* [Job]:
List every line of the records below that contains the word "house", copying each such line in full.

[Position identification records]
⁂
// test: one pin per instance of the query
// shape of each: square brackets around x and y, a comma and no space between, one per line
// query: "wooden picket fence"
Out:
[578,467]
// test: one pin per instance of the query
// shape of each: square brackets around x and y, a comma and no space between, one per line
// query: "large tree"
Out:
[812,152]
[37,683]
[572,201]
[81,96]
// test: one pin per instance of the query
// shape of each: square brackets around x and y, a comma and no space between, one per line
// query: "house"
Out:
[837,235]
⁂
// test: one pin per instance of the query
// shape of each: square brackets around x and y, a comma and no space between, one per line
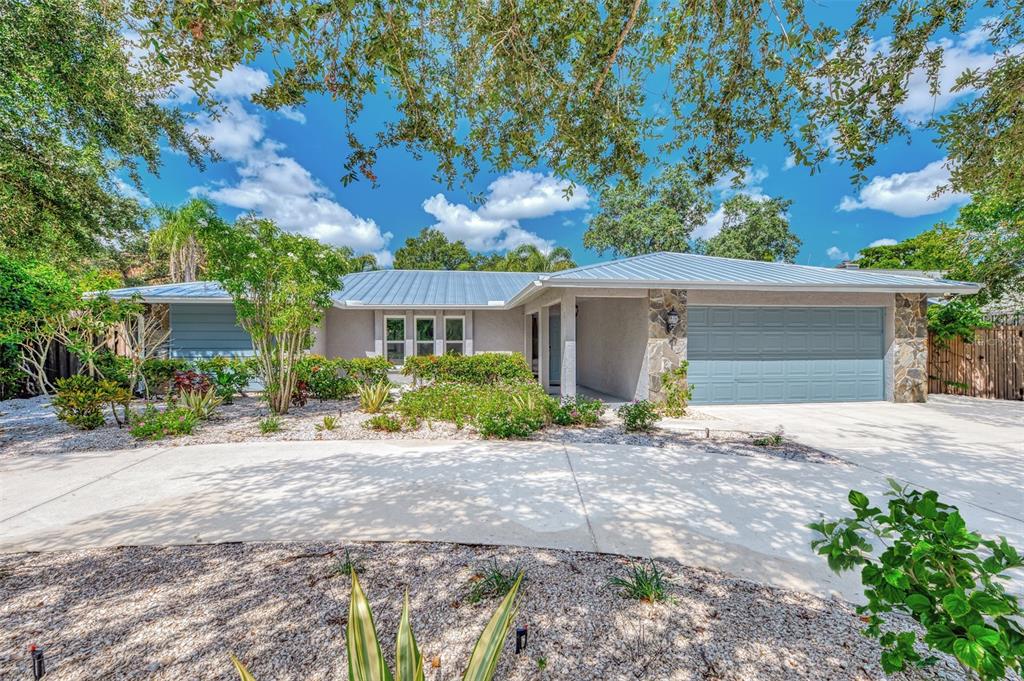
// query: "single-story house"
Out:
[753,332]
⁂
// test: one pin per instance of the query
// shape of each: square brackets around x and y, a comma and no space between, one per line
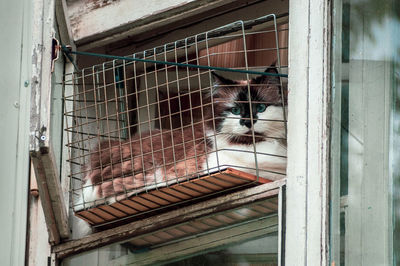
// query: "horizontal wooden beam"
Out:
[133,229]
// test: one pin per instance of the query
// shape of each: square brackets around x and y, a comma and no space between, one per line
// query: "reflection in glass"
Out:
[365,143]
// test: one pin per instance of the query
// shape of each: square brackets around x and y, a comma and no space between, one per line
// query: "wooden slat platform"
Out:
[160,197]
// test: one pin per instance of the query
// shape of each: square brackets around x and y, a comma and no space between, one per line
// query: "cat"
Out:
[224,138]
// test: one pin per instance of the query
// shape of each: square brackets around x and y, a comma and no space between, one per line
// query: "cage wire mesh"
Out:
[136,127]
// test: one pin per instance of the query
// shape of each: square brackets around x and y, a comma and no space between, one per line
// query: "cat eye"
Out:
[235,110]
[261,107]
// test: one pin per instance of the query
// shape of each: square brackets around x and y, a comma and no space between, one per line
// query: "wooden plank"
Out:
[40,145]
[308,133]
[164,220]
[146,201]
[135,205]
⁂
* [Task result]:
// query: "house"
// query: "single-story house"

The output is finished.